+++ Data supplied

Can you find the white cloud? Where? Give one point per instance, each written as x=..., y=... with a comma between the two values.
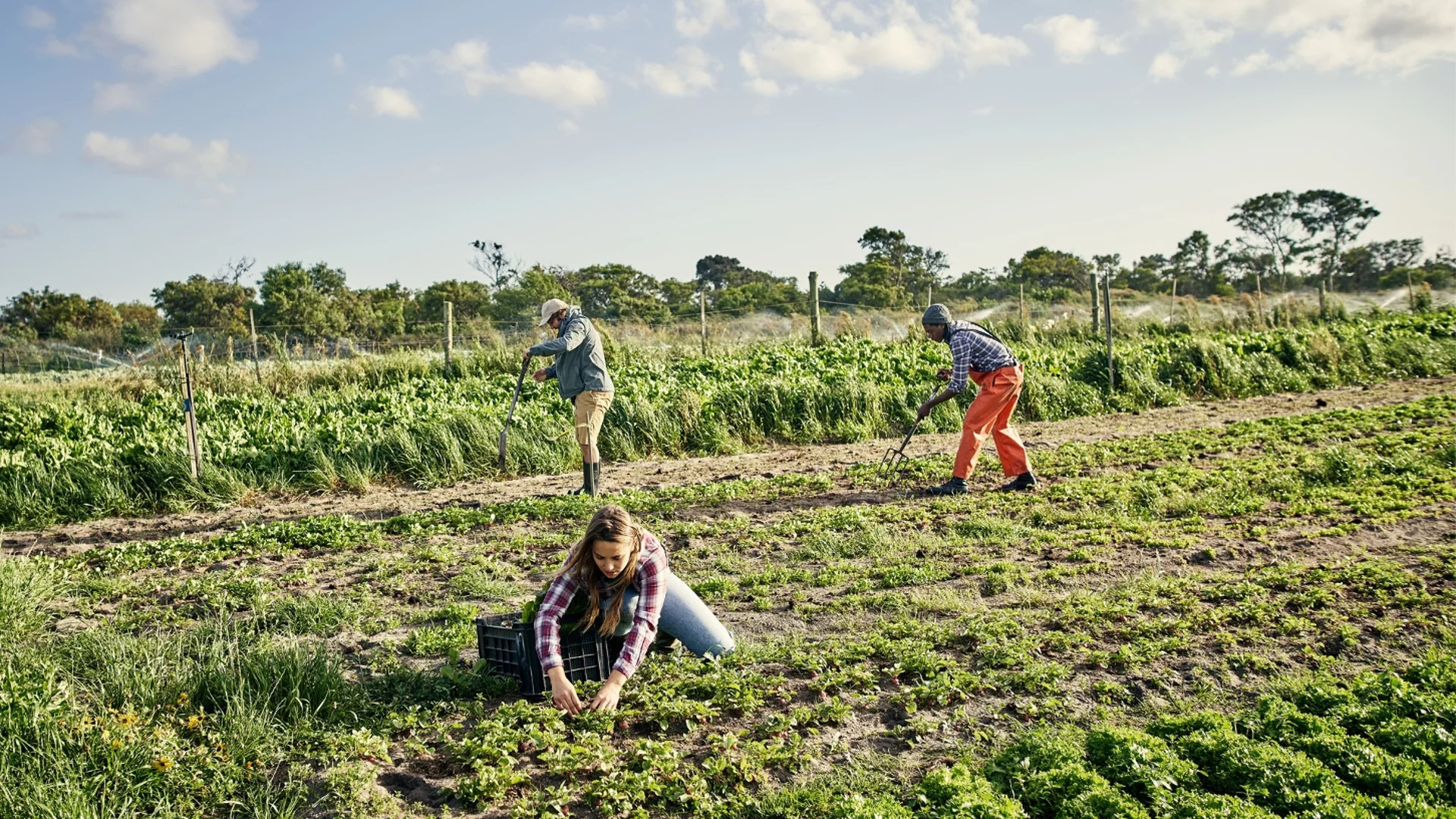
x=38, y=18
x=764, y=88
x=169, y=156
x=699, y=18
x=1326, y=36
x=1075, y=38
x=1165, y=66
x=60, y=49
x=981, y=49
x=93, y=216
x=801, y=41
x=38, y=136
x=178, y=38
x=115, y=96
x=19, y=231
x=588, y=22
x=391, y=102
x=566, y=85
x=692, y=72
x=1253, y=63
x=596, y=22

++++++
+++ Data supplied

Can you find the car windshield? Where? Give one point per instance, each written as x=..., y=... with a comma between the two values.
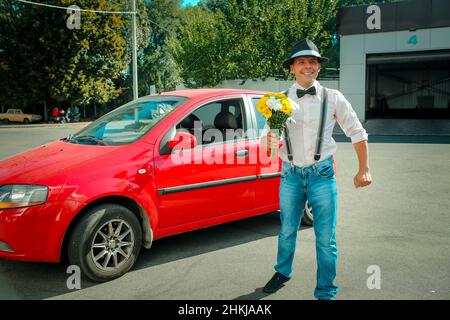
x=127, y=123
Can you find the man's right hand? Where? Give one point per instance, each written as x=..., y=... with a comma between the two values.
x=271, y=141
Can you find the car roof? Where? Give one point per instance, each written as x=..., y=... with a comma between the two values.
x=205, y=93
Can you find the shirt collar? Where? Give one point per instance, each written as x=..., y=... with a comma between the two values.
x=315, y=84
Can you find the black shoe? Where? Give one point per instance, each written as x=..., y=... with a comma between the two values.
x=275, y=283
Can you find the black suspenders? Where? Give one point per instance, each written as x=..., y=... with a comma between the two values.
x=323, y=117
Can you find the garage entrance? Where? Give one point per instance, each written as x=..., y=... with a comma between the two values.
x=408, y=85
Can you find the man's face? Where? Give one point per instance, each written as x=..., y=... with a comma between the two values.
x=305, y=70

++++++

Requirement: Please render the lines between the one holding "Can you find the shirt" and the one holding "x=315, y=84", inclusive, as a JSON list of strings with one string per line.

Response to the exercise:
[
  "Can you find the shirt collar? Where? Give one point per instance, each written as x=..., y=... with a comma between the two values.",
  "x=315, y=84"
]